## Task requirements
Retype all of the data exactly as given.

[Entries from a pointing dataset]
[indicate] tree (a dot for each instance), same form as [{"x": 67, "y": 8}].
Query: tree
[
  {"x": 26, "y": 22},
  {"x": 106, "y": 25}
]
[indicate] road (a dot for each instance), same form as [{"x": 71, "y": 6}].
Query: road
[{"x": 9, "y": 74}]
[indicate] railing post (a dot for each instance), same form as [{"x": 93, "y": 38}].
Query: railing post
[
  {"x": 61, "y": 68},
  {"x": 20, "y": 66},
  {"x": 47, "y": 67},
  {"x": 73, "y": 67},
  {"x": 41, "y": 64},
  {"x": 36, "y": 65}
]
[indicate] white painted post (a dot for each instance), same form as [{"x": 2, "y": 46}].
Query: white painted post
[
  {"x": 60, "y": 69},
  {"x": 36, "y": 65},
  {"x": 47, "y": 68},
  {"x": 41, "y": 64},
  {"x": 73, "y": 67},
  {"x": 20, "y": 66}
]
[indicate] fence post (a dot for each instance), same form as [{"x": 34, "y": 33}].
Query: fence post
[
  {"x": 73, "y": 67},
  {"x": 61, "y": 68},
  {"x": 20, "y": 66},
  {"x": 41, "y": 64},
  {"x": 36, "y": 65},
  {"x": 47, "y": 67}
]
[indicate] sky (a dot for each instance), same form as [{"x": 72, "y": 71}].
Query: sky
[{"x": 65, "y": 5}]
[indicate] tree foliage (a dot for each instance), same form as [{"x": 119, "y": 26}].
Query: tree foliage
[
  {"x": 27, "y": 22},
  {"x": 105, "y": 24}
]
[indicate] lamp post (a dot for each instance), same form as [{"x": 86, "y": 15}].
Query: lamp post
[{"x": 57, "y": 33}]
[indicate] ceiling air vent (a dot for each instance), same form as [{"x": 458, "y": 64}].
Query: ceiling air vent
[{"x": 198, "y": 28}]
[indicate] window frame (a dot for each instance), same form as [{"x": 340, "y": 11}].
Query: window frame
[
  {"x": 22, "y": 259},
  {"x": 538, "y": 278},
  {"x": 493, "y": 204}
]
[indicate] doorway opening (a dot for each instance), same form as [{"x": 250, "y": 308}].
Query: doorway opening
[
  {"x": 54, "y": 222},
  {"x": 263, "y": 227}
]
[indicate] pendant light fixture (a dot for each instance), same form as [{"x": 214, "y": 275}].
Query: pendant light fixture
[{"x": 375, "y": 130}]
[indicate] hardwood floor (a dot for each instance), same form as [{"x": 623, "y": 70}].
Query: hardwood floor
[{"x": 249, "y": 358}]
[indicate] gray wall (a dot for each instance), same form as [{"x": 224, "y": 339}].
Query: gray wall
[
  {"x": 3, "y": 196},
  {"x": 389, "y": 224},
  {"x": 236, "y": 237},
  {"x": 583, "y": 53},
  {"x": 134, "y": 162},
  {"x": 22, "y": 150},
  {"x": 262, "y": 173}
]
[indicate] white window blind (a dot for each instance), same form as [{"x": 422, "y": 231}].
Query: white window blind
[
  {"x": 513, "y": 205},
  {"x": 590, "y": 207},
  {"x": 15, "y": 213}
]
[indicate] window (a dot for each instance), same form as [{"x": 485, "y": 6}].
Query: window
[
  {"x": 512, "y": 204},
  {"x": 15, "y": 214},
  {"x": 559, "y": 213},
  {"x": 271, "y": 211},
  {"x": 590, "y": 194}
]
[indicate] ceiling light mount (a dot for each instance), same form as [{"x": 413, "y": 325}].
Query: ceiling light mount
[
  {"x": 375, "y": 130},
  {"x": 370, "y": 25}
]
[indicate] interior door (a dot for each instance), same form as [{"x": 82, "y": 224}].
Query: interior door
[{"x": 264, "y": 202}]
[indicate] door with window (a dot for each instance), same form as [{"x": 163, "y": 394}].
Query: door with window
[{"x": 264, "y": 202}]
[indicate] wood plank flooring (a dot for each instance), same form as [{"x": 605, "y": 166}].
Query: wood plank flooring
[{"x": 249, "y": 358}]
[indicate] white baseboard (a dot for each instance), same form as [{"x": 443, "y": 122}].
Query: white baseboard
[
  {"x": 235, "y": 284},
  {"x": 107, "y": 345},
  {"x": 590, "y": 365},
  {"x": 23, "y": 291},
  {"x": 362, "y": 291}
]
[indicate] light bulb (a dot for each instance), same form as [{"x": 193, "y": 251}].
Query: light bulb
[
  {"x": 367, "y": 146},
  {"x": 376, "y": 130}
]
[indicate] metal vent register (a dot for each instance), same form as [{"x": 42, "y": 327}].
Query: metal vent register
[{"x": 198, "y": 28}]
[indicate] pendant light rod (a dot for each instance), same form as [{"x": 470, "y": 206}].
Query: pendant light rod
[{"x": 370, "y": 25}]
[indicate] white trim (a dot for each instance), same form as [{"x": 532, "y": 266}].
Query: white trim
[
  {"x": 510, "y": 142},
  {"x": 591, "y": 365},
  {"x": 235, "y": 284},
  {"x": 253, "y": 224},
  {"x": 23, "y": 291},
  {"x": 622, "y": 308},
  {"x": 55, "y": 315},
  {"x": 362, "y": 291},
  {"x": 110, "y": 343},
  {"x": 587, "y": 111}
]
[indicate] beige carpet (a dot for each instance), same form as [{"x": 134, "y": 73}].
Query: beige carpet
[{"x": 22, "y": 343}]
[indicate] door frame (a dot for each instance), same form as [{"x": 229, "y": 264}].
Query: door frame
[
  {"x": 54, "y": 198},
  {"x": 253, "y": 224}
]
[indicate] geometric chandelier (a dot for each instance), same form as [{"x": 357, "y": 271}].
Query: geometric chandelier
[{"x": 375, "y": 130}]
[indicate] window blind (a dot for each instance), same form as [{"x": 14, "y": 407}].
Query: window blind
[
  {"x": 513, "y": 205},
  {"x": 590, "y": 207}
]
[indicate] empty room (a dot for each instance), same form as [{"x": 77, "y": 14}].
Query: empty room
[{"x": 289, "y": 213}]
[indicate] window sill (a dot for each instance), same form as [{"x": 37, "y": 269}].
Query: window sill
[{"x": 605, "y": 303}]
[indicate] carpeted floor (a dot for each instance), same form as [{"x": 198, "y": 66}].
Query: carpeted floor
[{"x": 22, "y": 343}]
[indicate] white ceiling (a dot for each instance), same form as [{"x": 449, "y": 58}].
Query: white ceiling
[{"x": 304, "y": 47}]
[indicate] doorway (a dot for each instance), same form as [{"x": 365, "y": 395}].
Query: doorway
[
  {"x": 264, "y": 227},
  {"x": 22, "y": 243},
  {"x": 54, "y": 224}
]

## Answer for this exercise
[indicate] tree (a dot for each instance), same form as [{"x": 67, "y": 8}].
Query: tree
[
  {"x": 26, "y": 22},
  {"x": 106, "y": 25}
]
[indicate] road (a dot for each instance), same form as [{"x": 71, "y": 6}].
Query: road
[{"x": 9, "y": 74}]
[indicate] railing post (a dot for each instance), same form as [{"x": 93, "y": 38}].
Query: railing post
[
  {"x": 61, "y": 68},
  {"x": 20, "y": 66},
  {"x": 47, "y": 67},
  {"x": 73, "y": 67},
  {"x": 41, "y": 64},
  {"x": 36, "y": 65}
]
[indicate] white painted post (a dot for each instance), same form as [{"x": 2, "y": 46}].
Query: white painted post
[
  {"x": 60, "y": 69},
  {"x": 36, "y": 65},
  {"x": 47, "y": 68},
  {"x": 41, "y": 64},
  {"x": 73, "y": 67},
  {"x": 20, "y": 66}
]
[indicate] fence post (a dot for each instance), same form as [{"x": 34, "y": 33}].
Query: fence post
[
  {"x": 73, "y": 67},
  {"x": 61, "y": 68},
  {"x": 20, "y": 66},
  {"x": 41, "y": 64},
  {"x": 36, "y": 65},
  {"x": 47, "y": 67}
]
[indicate] sky (a dot for each instance), same form as [{"x": 72, "y": 71}].
Query: sky
[{"x": 65, "y": 5}]
[indicate] tree foliage (a dot for each instance), same form as [{"x": 119, "y": 26}].
Query: tree foliage
[
  {"x": 27, "y": 22},
  {"x": 105, "y": 24}
]
[indicate] lamp post (a dot for each instance), same form as [{"x": 86, "y": 15}].
Query: lamp post
[{"x": 57, "y": 33}]
[indicate] ceiling air vent (a dot for each instance), same form as [{"x": 458, "y": 64}].
Query: ceiling air vent
[{"x": 198, "y": 28}]
[indicate] window frame (a dot for each instance), same form as [{"x": 340, "y": 11}].
Query: window frame
[
  {"x": 22, "y": 259},
  {"x": 538, "y": 278},
  {"x": 493, "y": 204}
]
[indicate] doorway opening (a dot for each instance), same form as [{"x": 250, "y": 308}].
Query: doorway opening
[
  {"x": 54, "y": 222},
  {"x": 263, "y": 227}
]
[indicate] pendant light fixture (a dot for each instance), same form as [{"x": 214, "y": 275}].
Query: pendant light fixture
[{"x": 375, "y": 130}]
[indicate] hardwood floor (a dot for each instance), same form as [{"x": 623, "y": 70}].
Query: hardwood floor
[{"x": 249, "y": 358}]
[indicate] gray wall (a dot for each instance), same form as [{"x": 224, "y": 339}].
Query: gray wall
[
  {"x": 3, "y": 196},
  {"x": 389, "y": 224},
  {"x": 236, "y": 237},
  {"x": 583, "y": 53},
  {"x": 134, "y": 162},
  {"x": 22, "y": 150},
  {"x": 262, "y": 173}
]
[indicate] white window blind (a dot for each instance), same form as [{"x": 422, "y": 231}].
Query: white window blind
[
  {"x": 513, "y": 205},
  {"x": 590, "y": 207},
  {"x": 15, "y": 213}
]
[indicate] window (a dot for each instance), same form as [{"x": 485, "y": 6}].
Query: window
[
  {"x": 512, "y": 204},
  {"x": 15, "y": 214},
  {"x": 559, "y": 213},
  {"x": 271, "y": 211},
  {"x": 590, "y": 194}
]
[indicate] ceiling light mount (a dot for each instance), same form as [{"x": 413, "y": 325}].
Query: ceiling light mount
[
  {"x": 375, "y": 130},
  {"x": 370, "y": 25}
]
[indicate] interior door (a dot for each instance), same form as [{"x": 82, "y": 224}].
Query: interior door
[{"x": 264, "y": 202}]
[indicate] door with window (a dot for each instance), same form as [{"x": 163, "y": 394}].
Query: door with window
[{"x": 264, "y": 202}]
[indicate] wood plank flooring (a dot for each instance), same form as [{"x": 605, "y": 166}].
Query: wood plank flooring
[{"x": 249, "y": 358}]
[indicate] white baseboard (a dot for each instance), same form as [{"x": 443, "y": 122}].
Query: white baseboard
[
  {"x": 235, "y": 284},
  {"x": 107, "y": 345},
  {"x": 590, "y": 365},
  {"x": 23, "y": 291},
  {"x": 362, "y": 291}
]
[indicate] light bulb (a dot for each instance), same form as [{"x": 193, "y": 251}].
Query: light bulb
[
  {"x": 367, "y": 146},
  {"x": 376, "y": 130}
]
[indicate] metal vent register (a dot for each instance), same form as [{"x": 42, "y": 327}].
Query: metal vent register
[{"x": 198, "y": 28}]
[indicate] pendant light rod (a dot for each instance), same form as [{"x": 470, "y": 206}].
Query: pendant light rod
[{"x": 370, "y": 25}]
[indicate] white trim (a dot for each instance), same form as [{"x": 532, "y": 266}].
Query: white trim
[
  {"x": 510, "y": 142},
  {"x": 591, "y": 365},
  {"x": 235, "y": 284},
  {"x": 253, "y": 224},
  {"x": 23, "y": 291},
  {"x": 622, "y": 308},
  {"x": 55, "y": 315},
  {"x": 362, "y": 291},
  {"x": 110, "y": 343},
  {"x": 587, "y": 111}
]
[indicate] beige carpet (a dot for each instance), same form as [{"x": 134, "y": 73}].
Query: beige carpet
[{"x": 22, "y": 343}]
[indicate] door frame (a dot for each instance), same form as [{"x": 229, "y": 264}].
Query: door frame
[
  {"x": 54, "y": 198},
  {"x": 253, "y": 224}
]
[indicate] geometric chandelier (a dot for each instance), same form as [{"x": 357, "y": 271}].
Query: geometric chandelier
[{"x": 375, "y": 130}]
[indicate] window blind (a dot for each instance), same form as [{"x": 14, "y": 407}].
Query: window blind
[
  {"x": 513, "y": 205},
  {"x": 590, "y": 207}
]
[indicate] empty room (a dot for each instance), same form as [{"x": 77, "y": 14}].
Query: empty room
[{"x": 289, "y": 213}]
[indicate] window sill (a dot for each instance), same form as [{"x": 37, "y": 269}].
Query: window sill
[{"x": 605, "y": 303}]
[indicate] carpeted floor (a dot for each instance), same form as [{"x": 198, "y": 66}].
Query: carpeted floor
[{"x": 22, "y": 343}]
[indicate] white ceiling (a dot for each instance), same form as [{"x": 449, "y": 58}].
Query: white ceiling
[{"x": 304, "y": 47}]
[indicate] doorway (a dot for each instance), same form as [{"x": 365, "y": 395}].
Query: doorway
[
  {"x": 264, "y": 227},
  {"x": 22, "y": 243},
  {"x": 54, "y": 224}
]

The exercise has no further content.